--- 文章節錄 ---
▼

視覺藝術家羅惠瑜拍照時有個特別的妙招,她總是左右搖晃頭顱入鏡,讓臉部在照片中是模糊的,刻意為之的模糊隱含幾種意義:我的存在變稀薄了?我在想什麼?我抓狂了?
與兩個孩子一起入鏡的《媽媽的自我凝視》系列,母親的臉卻刻意模糊,象徵對自我存在的懷疑(羅惠瑜提供)
九年前她的《媽媽的自我凝視》系列作品,和一對三歲半的龍鳳雙胞胎入鏡,身為媽媽的她總是糊著一張臉,有時身形也是模糊的,對比一雙天真的稚兒,這樣的作品讓同為母親的觀者流下眼淚。「有些媽媽留言說她看了哭了。因為她那時也是帶四五歲、兩三歲的小孩,她自己的存在好像不在了,完全都為了小孩而存在。我覺得作品很誠實,你誠實表達你的感受,雖是自己個體的感受,也會是普遍性的東西…」
當孩子成長為青少年,做母親的再度面臨分離焦慮,讓《媽媽的自我凝視》系列有新的思索(羅惠瑜提供)
羅惠瑜的攝影作品屬「表現性」的風格,她說明,攝影可以簡單分成兩種類型,純粹記錄性的,如新聞攝影記錄時代、環境、文化和事件,另一種表現性的,表現情緒和想法,從事攝影創作二十多年,她透過攝影和自己的作品,不斷重新認識自己。

▲

--- 學習目標 1 ---
將這篇談羅惠瑜攝影作品的文章從含有「與兩個孩子一起入鏡的《媽媽的」的字句起重寫到「系列有新的思索(羅惠瑜提供)」止,並把其中的「孩子」替換為「子女」。

--- 所列清單 ---
▼

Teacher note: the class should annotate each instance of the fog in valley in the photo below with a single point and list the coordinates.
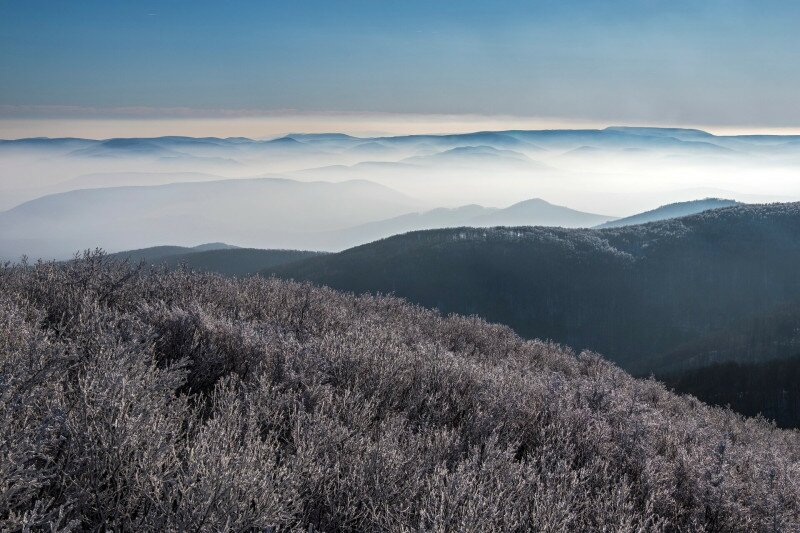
(333, 191)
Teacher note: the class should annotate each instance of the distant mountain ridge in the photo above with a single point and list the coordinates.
(675, 210)
(220, 258)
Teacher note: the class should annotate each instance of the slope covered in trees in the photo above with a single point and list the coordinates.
(170, 401)
(770, 389)
(222, 259)
(639, 294)
(674, 210)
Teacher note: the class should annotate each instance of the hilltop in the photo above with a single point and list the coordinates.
(177, 401)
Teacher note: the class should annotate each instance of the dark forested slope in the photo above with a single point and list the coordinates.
(638, 294)
(771, 388)
(174, 401)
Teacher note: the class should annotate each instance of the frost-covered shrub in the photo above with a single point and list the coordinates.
(173, 401)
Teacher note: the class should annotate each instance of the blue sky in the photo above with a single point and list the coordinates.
(716, 63)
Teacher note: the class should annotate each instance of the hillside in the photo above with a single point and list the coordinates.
(217, 257)
(187, 402)
(537, 212)
(636, 293)
(260, 213)
(675, 210)
(770, 389)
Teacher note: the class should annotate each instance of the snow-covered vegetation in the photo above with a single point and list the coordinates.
(173, 401)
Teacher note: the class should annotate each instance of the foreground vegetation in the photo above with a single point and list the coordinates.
(174, 401)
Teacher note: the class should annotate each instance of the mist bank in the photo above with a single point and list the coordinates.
(613, 171)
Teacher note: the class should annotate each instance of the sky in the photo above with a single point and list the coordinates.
(114, 67)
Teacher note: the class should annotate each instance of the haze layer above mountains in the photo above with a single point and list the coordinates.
(333, 191)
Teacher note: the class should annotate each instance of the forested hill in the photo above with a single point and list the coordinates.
(173, 401)
(637, 294)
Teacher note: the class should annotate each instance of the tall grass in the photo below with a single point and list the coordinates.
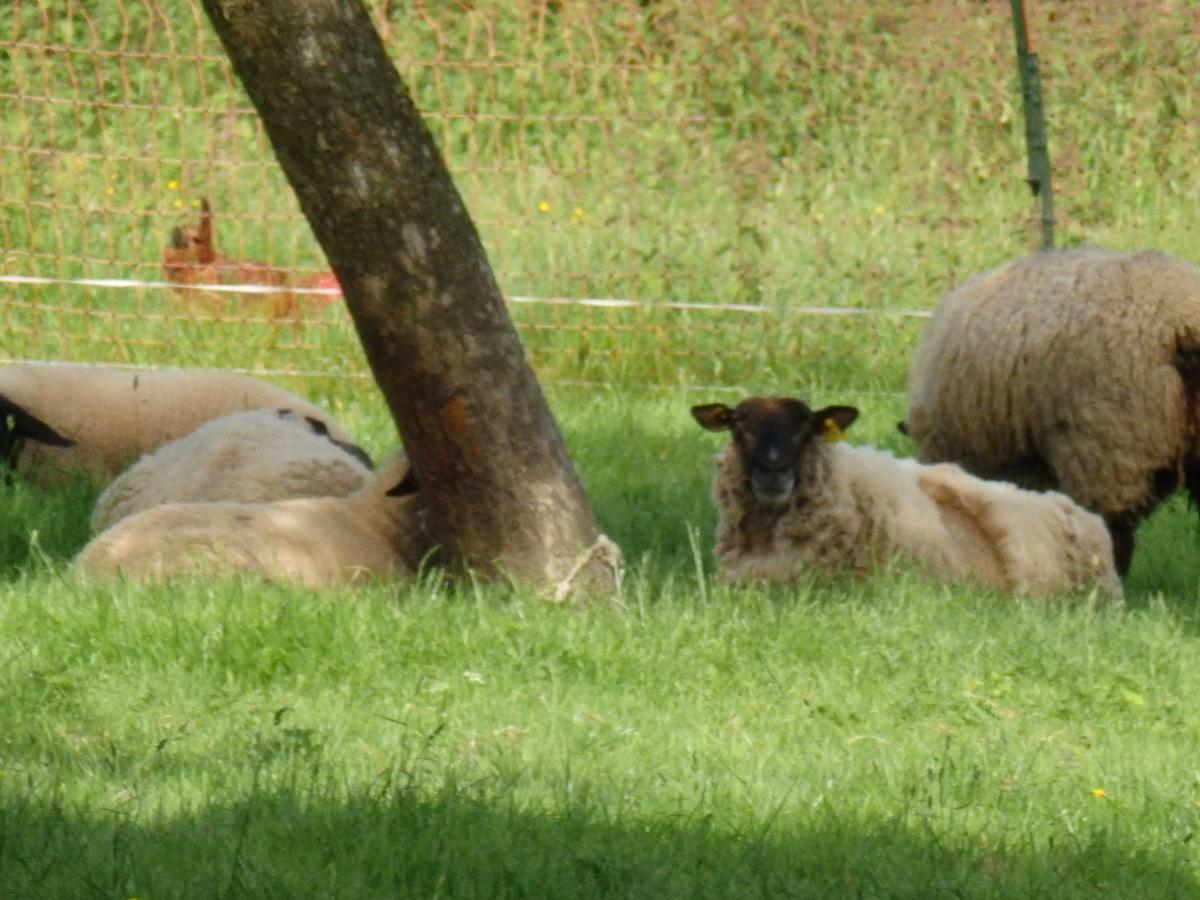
(780, 155)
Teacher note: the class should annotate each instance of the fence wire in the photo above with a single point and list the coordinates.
(670, 192)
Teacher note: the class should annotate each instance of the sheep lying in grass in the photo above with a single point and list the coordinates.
(790, 499)
(1069, 370)
(316, 541)
(61, 417)
(252, 457)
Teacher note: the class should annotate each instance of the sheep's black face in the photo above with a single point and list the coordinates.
(771, 436)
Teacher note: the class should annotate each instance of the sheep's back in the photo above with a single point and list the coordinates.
(1057, 371)
(115, 414)
(312, 541)
(250, 457)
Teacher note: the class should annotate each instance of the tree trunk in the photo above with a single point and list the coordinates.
(501, 490)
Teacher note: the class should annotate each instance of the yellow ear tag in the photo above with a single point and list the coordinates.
(831, 432)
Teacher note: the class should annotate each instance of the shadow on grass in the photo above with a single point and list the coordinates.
(297, 843)
(42, 525)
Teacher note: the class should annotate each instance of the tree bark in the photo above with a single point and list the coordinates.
(501, 491)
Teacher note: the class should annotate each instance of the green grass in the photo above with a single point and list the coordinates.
(876, 737)
(780, 155)
(883, 737)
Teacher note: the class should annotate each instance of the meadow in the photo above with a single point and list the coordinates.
(875, 737)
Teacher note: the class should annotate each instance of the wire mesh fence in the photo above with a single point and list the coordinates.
(712, 191)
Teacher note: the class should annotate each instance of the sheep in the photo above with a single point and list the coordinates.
(313, 541)
(789, 498)
(253, 457)
(60, 418)
(1077, 371)
(191, 258)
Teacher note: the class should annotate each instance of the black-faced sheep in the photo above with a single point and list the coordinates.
(791, 499)
(60, 418)
(251, 457)
(313, 541)
(1069, 370)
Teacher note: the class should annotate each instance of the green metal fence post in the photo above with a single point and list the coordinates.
(1035, 123)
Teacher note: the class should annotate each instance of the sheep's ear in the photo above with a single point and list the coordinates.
(406, 487)
(834, 421)
(21, 424)
(358, 453)
(714, 417)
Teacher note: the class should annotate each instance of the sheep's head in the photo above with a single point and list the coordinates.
(771, 436)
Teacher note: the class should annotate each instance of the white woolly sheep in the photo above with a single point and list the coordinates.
(315, 541)
(1069, 370)
(66, 417)
(790, 499)
(251, 457)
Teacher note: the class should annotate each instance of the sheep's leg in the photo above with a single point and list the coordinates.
(1121, 528)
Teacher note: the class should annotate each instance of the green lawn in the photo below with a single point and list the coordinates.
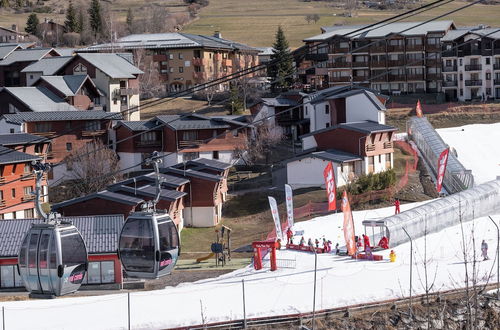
(255, 22)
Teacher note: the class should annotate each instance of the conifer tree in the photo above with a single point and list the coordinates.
(71, 23)
(130, 21)
(95, 17)
(32, 24)
(282, 71)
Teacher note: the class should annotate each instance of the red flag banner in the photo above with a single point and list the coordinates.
(443, 160)
(331, 187)
(348, 225)
(418, 109)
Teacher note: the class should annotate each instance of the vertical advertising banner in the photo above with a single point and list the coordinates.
(348, 225)
(418, 110)
(276, 217)
(331, 188)
(443, 160)
(289, 205)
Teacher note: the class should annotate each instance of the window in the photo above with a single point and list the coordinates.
(29, 213)
(43, 127)
(190, 156)
(28, 190)
(190, 135)
(94, 125)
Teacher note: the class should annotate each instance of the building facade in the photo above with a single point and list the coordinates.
(180, 61)
(471, 64)
(397, 58)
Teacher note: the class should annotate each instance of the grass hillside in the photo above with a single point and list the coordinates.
(255, 22)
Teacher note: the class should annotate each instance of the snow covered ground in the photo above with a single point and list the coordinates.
(477, 148)
(341, 281)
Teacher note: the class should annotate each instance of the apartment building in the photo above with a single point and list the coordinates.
(397, 58)
(471, 64)
(181, 61)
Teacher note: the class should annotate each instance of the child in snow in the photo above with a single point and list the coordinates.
(484, 250)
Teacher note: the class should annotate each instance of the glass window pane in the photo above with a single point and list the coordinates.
(94, 273)
(137, 247)
(108, 271)
(6, 276)
(73, 249)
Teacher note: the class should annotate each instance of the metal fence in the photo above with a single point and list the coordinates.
(430, 144)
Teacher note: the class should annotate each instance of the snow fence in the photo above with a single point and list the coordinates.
(480, 201)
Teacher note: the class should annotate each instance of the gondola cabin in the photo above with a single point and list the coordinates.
(52, 259)
(149, 245)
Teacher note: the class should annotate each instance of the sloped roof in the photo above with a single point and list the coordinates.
(39, 99)
(105, 194)
(113, 65)
(333, 155)
(193, 121)
(68, 85)
(170, 40)
(26, 55)
(21, 117)
(6, 50)
(100, 233)
(48, 66)
(10, 156)
(19, 139)
(409, 28)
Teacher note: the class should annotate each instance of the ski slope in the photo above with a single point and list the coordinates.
(341, 281)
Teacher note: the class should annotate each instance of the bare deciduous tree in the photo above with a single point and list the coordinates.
(93, 167)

▲

--- 學習目標 2 ---
將上方清單從含有「of the sloped」的那一行起,一直到清單結尾,逐行重新寫出,各行提示照錄,答案中的每個座標數值都減去 28。

--- 完整解答 1 ---
與兩個子女一起入鏡的《媽媽的自我凝視》系列,母親的臉卻刻意模糊,象徵對自我存在的懷疑(羅惠瑜提供)
九年前她的《媽媽的自我凝視》系列作品,和一對三歲半的龍鳳雙胞胎入鏡,身為媽媽的她總是糊著一張臉,有時身形也是模糊的,對比一雙天真的稚兒,這樣的作品讓同為母親的觀者流下眼淚。「有些媽媽留言說她看了哭了。因為她那時也是帶四五歲、兩三歲的小孩,她自己的存在好像不在了,完全都為了小孩而存在。我覺得作品很誠實,你誠實表達你的感受,雖是自己個體的感受,也會是普遍性的東西…」
當子女成長為青少年,做母親的再度面臨分離焦慮,讓《媽媽的自我凝視》系列有新的思索(羅惠瑜提供)

--- 完整解答 2 ---
Teacher note: the class should annotate each instance of the sloped roof in the photo above with a single point and list the coordinates.
(11, 71)
(77, 166)
(85, 37)
(305, 127)
(165, 93)
(40, 57)
(142, 12)
(-2, 27)
(-7, 89)
(-22, 22)
(72, 205)
(20, 38)
(-18, 128)
(-9, 111)
(381, 0)
Teacher note: the class should annotate each instance of the ski slope in the photo above with a single point and list the coordinates.
(313, 253)
Teacher note: the class should annotate each instance of the bare deciduous tree in the photo above with a single point and list the coordinates.
(65, 139)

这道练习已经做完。